### Extracted records
···
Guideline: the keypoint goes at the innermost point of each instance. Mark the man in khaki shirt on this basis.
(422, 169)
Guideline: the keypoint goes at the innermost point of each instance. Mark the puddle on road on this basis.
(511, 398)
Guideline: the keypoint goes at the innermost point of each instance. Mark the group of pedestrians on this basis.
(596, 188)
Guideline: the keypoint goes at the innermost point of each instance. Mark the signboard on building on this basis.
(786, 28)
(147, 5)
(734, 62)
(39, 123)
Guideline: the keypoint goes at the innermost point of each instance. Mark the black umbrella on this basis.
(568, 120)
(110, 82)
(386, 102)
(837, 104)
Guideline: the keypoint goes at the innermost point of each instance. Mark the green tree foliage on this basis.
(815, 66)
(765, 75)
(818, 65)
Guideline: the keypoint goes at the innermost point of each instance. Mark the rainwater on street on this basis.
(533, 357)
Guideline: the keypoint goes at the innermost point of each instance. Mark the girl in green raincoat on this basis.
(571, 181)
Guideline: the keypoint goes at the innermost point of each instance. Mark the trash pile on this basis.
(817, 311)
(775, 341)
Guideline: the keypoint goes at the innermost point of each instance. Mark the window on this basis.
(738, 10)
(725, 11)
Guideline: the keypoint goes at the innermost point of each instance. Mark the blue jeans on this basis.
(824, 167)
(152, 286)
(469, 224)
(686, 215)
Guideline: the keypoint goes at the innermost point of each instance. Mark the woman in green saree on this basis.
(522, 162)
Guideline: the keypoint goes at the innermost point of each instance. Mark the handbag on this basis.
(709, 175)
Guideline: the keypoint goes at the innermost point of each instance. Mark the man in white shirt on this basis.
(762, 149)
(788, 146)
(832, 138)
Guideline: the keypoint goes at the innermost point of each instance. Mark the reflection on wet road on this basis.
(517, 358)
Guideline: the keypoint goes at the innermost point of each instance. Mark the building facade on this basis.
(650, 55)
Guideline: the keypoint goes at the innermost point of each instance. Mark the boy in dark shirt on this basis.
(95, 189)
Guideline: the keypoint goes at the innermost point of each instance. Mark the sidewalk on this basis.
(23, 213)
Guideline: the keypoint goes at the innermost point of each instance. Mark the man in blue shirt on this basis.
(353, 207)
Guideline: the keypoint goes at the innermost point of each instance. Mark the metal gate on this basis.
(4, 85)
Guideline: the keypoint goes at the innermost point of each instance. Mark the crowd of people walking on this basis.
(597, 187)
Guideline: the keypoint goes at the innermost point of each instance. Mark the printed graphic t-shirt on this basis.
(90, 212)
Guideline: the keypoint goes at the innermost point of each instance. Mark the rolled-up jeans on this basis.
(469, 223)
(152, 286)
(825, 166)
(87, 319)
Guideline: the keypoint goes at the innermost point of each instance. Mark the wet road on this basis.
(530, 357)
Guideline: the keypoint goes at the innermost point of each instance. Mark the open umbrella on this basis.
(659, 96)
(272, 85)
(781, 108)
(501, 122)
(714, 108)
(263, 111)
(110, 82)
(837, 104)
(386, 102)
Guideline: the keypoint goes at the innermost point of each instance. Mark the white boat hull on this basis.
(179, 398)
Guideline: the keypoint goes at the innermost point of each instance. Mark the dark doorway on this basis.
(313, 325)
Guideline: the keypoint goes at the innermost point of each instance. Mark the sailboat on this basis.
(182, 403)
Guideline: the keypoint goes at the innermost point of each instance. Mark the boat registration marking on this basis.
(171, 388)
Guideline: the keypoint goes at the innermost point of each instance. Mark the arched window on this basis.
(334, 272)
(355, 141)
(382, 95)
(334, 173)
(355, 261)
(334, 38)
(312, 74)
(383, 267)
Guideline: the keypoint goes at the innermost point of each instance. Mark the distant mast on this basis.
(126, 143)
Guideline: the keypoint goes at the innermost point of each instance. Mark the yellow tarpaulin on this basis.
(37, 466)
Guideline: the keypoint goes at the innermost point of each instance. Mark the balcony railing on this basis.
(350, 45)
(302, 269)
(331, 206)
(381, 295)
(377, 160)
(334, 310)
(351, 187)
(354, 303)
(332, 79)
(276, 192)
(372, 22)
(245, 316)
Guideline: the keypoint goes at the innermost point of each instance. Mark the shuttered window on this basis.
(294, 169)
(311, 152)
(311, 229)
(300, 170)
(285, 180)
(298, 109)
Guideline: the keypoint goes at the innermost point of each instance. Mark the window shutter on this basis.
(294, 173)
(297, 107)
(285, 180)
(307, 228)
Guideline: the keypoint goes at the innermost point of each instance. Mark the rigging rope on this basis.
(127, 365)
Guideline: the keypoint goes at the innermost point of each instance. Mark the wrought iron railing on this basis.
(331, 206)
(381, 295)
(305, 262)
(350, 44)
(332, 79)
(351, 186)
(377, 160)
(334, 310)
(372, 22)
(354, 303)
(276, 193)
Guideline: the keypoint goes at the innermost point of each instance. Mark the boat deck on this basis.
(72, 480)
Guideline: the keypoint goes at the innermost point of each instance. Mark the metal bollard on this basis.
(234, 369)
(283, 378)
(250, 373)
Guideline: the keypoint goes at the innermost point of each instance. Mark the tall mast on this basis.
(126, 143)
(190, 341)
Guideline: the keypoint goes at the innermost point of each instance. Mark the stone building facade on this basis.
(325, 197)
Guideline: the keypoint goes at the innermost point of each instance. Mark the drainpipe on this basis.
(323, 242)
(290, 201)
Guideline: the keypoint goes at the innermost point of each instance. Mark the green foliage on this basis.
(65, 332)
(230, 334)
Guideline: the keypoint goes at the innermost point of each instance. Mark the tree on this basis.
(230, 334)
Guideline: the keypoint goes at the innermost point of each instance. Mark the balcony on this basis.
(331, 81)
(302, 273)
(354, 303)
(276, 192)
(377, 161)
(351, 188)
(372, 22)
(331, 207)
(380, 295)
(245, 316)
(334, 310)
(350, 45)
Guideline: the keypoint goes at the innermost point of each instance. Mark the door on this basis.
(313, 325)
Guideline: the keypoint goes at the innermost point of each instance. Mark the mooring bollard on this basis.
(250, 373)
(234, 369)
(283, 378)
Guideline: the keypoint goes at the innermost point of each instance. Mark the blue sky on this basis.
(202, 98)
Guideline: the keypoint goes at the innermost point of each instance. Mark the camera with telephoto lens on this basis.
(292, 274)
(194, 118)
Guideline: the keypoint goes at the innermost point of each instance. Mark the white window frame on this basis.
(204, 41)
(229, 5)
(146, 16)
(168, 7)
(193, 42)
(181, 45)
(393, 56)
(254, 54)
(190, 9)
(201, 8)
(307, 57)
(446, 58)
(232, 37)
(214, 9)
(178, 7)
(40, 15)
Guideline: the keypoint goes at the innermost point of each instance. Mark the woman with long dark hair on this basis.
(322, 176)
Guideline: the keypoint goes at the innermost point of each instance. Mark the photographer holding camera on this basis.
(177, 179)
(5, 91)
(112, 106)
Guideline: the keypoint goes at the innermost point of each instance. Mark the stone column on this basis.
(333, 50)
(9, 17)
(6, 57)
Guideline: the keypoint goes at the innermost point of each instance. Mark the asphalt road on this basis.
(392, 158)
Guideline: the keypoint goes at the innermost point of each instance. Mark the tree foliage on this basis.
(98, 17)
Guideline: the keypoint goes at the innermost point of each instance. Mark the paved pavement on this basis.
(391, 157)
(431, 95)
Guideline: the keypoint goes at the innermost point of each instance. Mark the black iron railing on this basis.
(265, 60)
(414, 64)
···
### WORK TASK
Each record is to be reproduced exactly as it appears.

### RESPONSE AREA
Guideline: the keypoint goes at the innermost point of each instance. Mark the man in khaki shirt on this basis.
(422, 169)
Guideline: the keypoint goes at the innermost point of each instance. Mark the puddle on road on this basis.
(511, 398)
Guideline: the keypoint goes at the innermost point of each instance. Mark the group of pedestrians on this basis.
(596, 188)
Guideline: the keypoint goes at the innermost point of each instance. Mark the signboard on building on this basis.
(786, 28)
(147, 5)
(734, 62)
(39, 123)
Guideline: the keypoint goes at the innermost point of each instance. Mark the black umbrella on this basis.
(568, 120)
(110, 82)
(386, 102)
(837, 104)
Guideline: the keypoint goes at the innermost point of each instance. Mark the green tree foliage on this basis.
(815, 66)
(765, 75)
(818, 65)
Guideline: the keypoint goes at the innermost point of each instance. Mark the rainwater on street on this basis.
(533, 357)
Guideline: the keypoint goes at the innermost point of each instance. Mark the girl in green raincoat on this basis.
(571, 181)
Guideline: the keypoint goes at the innermost point of each instance. Mark the trash pile on this basis.
(817, 311)
(775, 341)
Guideline: the keypoint goes at the innermost point of each instance. Mark the window on this basis.
(738, 10)
(725, 11)
Guideline: the keypoint goes at the innermost point of each instance. Mark the blue jeans on this basis.
(824, 167)
(152, 286)
(469, 224)
(686, 215)
Guideline: the keypoint goes at the innermost point of each instance. Mark the woman in green saree on this basis.
(522, 162)
Guideline: the keypoint goes at the innermost point of each instance. Mark the handbag on this basis.
(709, 175)
Guideline: the keypoint goes at the innermost point of each instance. Mark the man in white shirt on this basis.
(762, 149)
(788, 146)
(832, 138)
Guideline: the keypoint goes at the innermost point of each instance. Mark the reflection on wet road on this basis.
(517, 358)
Guideline: the keypoint goes at the innermost point of each instance. Mark the building facade on this basis.
(650, 55)
Guideline: the keypoint goes at the innermost point of each instance. Mark the boy in dark shirt on this basis.
(95, 189)
Guideline: the keypoint goes at the innermost point of each instance. Mark the sidewalk on this basis.
(23, 213)
Guideline: the keypoint goes at the innermost point of each instance. Mark the man in blue shirt on this basis.
(353, 207)
Guideline: the keypoint goes at the innermost point of each instance. Mark the metal gate on this basis.
(4, 85)
Guideline: the keypoint goes at the innermost point of each instance. Mark the crowd of people walking on this basis.
(597, 187)
Guideline: the keypoint goes at the innermost point of each instance. Mark the printed graphic t-shirt on this basis.
(90, 212)
Guideline: the keypoint goes at the innermost point of each instance. Mark the rolled-up jeans on this basis.
(469, 223)
(152, 286)
(825, 166)
(87, 319)
Guideline: the keypoint goes at the innermost point of each instance. Mark the wet road on this basis.
(530, 357)
Guideline: the keypoint goes at the innermost point of each instance. Mark the open umbrella on this basis.
(659, 96)
(272, 85)
(781, 108)
(501, 122)
(714, 108)
(263, 111)
(110, 82)
(837, 104)
(386, 102)
Guideline: the keypoint goes at the innermost point of each instance. Mark the white boat hull on this basis.
(179, 398)
Guideline: the keypoint goes at the innermost point of each instance. Mark the dark doorway on this basis.
(313, 325)
Guideline: the keypoint goes at the innermost point of each instance. Mark the sailboat on this basis.
(182, 403)
Guideline: the keypoint goes at the innermost point of each instance. Mark the boat registration marking on this basis.
(171, 388)
Guideline: the keypoint goes at the innermost point of each instance. Mark the arched window on this basis.
(334, 272)
(355, 141)
(382, 95)
(334, 173)
(355, 261)
(334, 38)
(312, 74)
(383, 267)
Guideline: the keypoint goes at the innermost point of each instance. Mark the distant mast on this basis.
(126, 143)
Guideline: the keypoint goes at the innermost point of each instance. Mark the yellow tarpaulin on this basis.
(37, 466)
Guideline: the keypoint goes at the innermost point of each instance. Mark the balcony railing on this basis.
(350, 45)
(302, 269)
(331, 206)
(381, 295)
(377, 160)
(334, 310)
(351, 187)
(354, 303)
(332, 79)
(276, 192)
(372, 22)
(245, 316)
Guideline: the keypoint goes at the innermost point of each instance. Mark the shuttered window on this basis.
(294, 169)
(311, 152)
(311, 229)
(300, 170)
(285, 180)
(298, 109)
Guideline: the keypoint goes at the innermost point of each instance. Mark the window shutter on this basis.
(294, 173)
(297, 107)
(285, 180)
(307, 228)
Guideline: the keypoint goes at the innermost point of each instance. Mark the rigging rope on this basis.
(127, 365)
Guideline: the keypoint goes at the innermost point of each instance. Mark the wrought iron railing on this basis.
(331, 206)
(381, 295)
(305, 262)
(350, 44)
(332, 79)
(351, 186)
(377, 160)
(334, 310)
(372, 22)
(354, 303)
(276, 193)
Guideline: the keypoint goes at the innermost point of each instance. Mark the boat deck on this basis.
(72, 480)
Guideline: the keypoint goes at the innermost point of each instance. Mark the metal bollard on this basis.
(234, 369)
(283, 378)
(250, 373)
Guideline: the keypoint goes at the innermost point of each instance. Mark the tall mast on this basis.
(126, 143)
(190, 341)
Guideline: the keypoint goes at the innermost point of each instance. Mark the stone building facade on this basis.
(325, 197)
Guideline: the keypoint goes at the innermost point of each instance. Mark the drainpipe on this basis.
(323, 242)
(290, 201)
Guideline: the keypoint goes at the innermost point of each instance. Mark the green foliage on this basis.
(65, 332)
(230, 334)
Guideline: the keypoint goes at the innermost point of each instance. Mark the tree on this basis.
(230, 334)
Guideline: the keypoint goes at the innermost point of each instance. Mark the balcony on this basis.
(331, 81)
(302, 273)
(354, 303)
(276, 192)
(377, 161)
(351, 188)
(372, 22)
(331, 207)
(380, 295)
(245, 316)
(334, 310)
(350, 45)
Guideline: the keypoint goes at the innermost point of each instance. Mark the door on this basis.
(313, 325)
Guideline: the keypoint goes at the innermost point of each instance. Mark the mooring bollard on this basis.
(250, 373)
(234, 369)
(283, 378)
Guideline: the keypoint goes at the innermost point of each instance. Mark the blue sky on this basis.
(202, 98)
Guideline: the keypoint goes at the innermost point of each instance. Mark the camera with telephoto lens on this basis.
(292, 274)
(194, 118)
Guideline: the keypoint goes at the innermost point of each instance. Mark the white window frame on this basis.
(204, 41)
(229, 5)
(146, 16)
(168, 7)
(193, 42)
(181, 45)
(393, 56)
(254, 54)
(190, 9)
(201, 8)
(307, 57)
(446, 58)
(232, 37)
(214, 9)
(178, 7)
(40, 15)
Guideline: the keypoint goes at the innermost point of each instance. Mark the woman with long dark hair on this basis.
(322, 176)
Guideline: the keypoint goes at the innermost point of each instance. Mark the photographer holding camera on this basis.
(177, 179)
(5, 91)
(112, 106)
Guideline: the keypoint goes at the innermost point of each instance. Mark the stone column on this basis.
(333, 50)
(9, 17)
(6, 57)
Guideline: the keypoint goes at the innermost point of each instance. Mark the asphalt road on this basis.
(392, 158)
Guideline: the keypoint goes at the innermost point of each instance. Mark the tree foliage on this basis.
(98, 17)
Guideline: the keypoint goes at the innermost point of each instance. Mark the paved pavement on this basis.
(391, 157)
(431, 95)
Guideline: the keypoint goes at the innermost point of each instance. Mark the black iron railing on this basis.
(265, 60)
(414, 64)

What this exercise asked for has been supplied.